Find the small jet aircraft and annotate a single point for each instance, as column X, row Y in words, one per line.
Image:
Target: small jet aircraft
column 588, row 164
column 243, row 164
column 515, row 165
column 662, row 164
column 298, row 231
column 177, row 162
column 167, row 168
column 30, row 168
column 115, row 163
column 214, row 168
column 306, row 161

## Written instruction
Write out the lines above as a numbered list, leaving out any blank lines.

## Correct result
1. Find the small jet aircraft and annotate a single point for each instance, as column X, row Y in words, one per line.
2. Image:
3. Target: small jet aircraft
4. column 588, row 164
5. column 243, row 164
6. column 515, row 165
7. column 662, row 164
8. column 298, row 231
9. column 177, row 162
10. column 167, row 168
11. column 30, row 168
12. column 115, row 163
13. column 214, row 168
14. column 306, row 161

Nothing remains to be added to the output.